§ Selected passage:
------
BookmarkSubscribeRSS Feed
🔒 This topic is solved and locked. Need further help from the community? Please sign in and ask a new question.
FlorianM
Fluorite | Level 6

Good afternoon everyone,

 

Here is my problem: I data with a binary dependent variable (Yes/No) that is the response to a treatment and a categorical explanatory variable that is the dose level of a treatment (5 classes: [0-2gr], [2-4gr], [4-6gr], [6-8gr] and [8-10gr] ).


By performing a descriptive analysis I can see that when the dose increases, the percentage of positive response increases. There would therefore be a linear trend between the response to treatment and the dose of treatment.
The Cochran Armitage test confirms this relationship with a significant p (<.0001).
However, I would like to obtain the slope of this linear trend so as to say: With each increase in the dose level, the percentage of positive response increases by X%.


I thought I could get this by using a proc logistic and declaring the dose level as a continuous variable but the given OR tells me : With each dose increase, the probability of a positive response increases by X%, which is not what I am looking for.
------
§ Stored data:
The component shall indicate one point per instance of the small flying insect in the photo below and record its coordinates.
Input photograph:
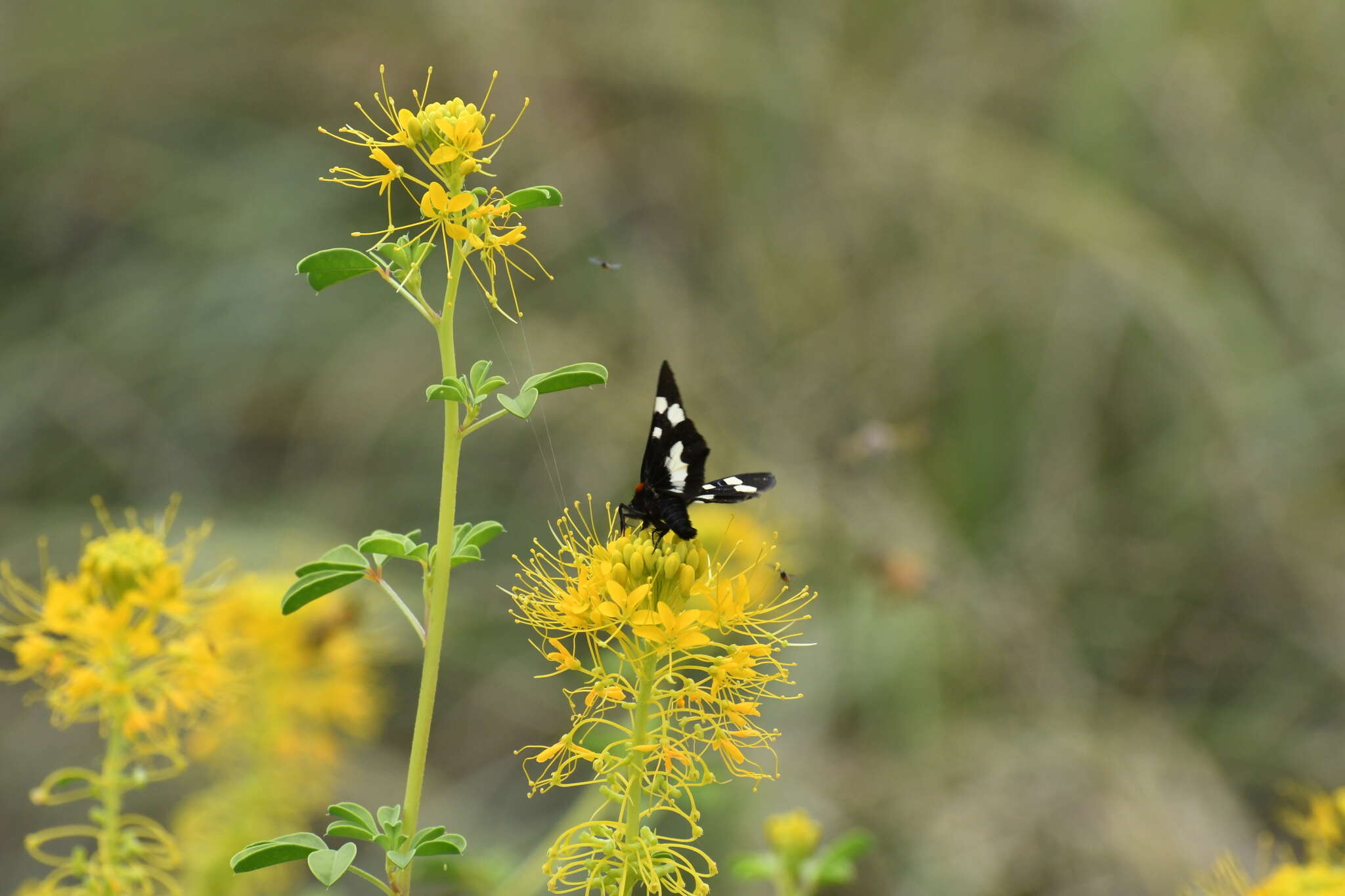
------
§ Problems and tasks:
1 – Duplicate the forum post on the dose-response trend from "Here is my problem: I" to "dose of treatment.".
2 – Pick up the forum post about estimating the slope of a dose-response trend after its last sentence and continue writing it.

§ Responses for each task:
1 –
Here is my problem: I data with a binary dependent variable (Yes/No) that is the response to a treatment and a categorical explanatory variable that is the dose level of a treatment (5 classes: [0-2gr], [2-4gr], [4-6gr], [6-8gr] and [8-10gr] ).


By performing a descriptive analysis I can see that when the dose increases, the percentage of positive response increases. There would therefore be a linear trend between the response to treatment and the dose of treatment.

2 –
I may not be very clear and apologize for this, but do you have any idea to solve my problem?

 

Thank you for your help.

 

1 ACCEPTED SOLUTION

Accepted Solutions
PaigeMiller
Diamond | Level 26

But this is substantively different than your earlier example, where the response was a percent between 0 and 20. Now your response is binary. In this case you would want to do a logistic regression, although logistic regression would not compute a linear slope in probability of response being Yes. It computes a linear regression with the response log-odds ratio. This can be converted to a (non-linear) effect on the probability of being Yes. Use PROC LOGISTIC.

 

You have earlier described a summarization of the data where the binary Y values are now percents (which are not binary) in each category of X (0-2gr, 2-4gr, etc.) In this summarized data set, you can obtain a linear model of Y using PROC GLM or PROC REG.

 

So, it's your choice, which one fits your problem best.

--
Paige Miller

View solution in original post

8 REPLIES 8
PaigeMiller
Diamond | Level 26

I would like to obtain the slope of this linear trend so as to say: With each increase in the dose level, the percentage of positive response increases by X%.

 

With each dose increase, the probability of a positive response increases by X%, which is not what I am looking for.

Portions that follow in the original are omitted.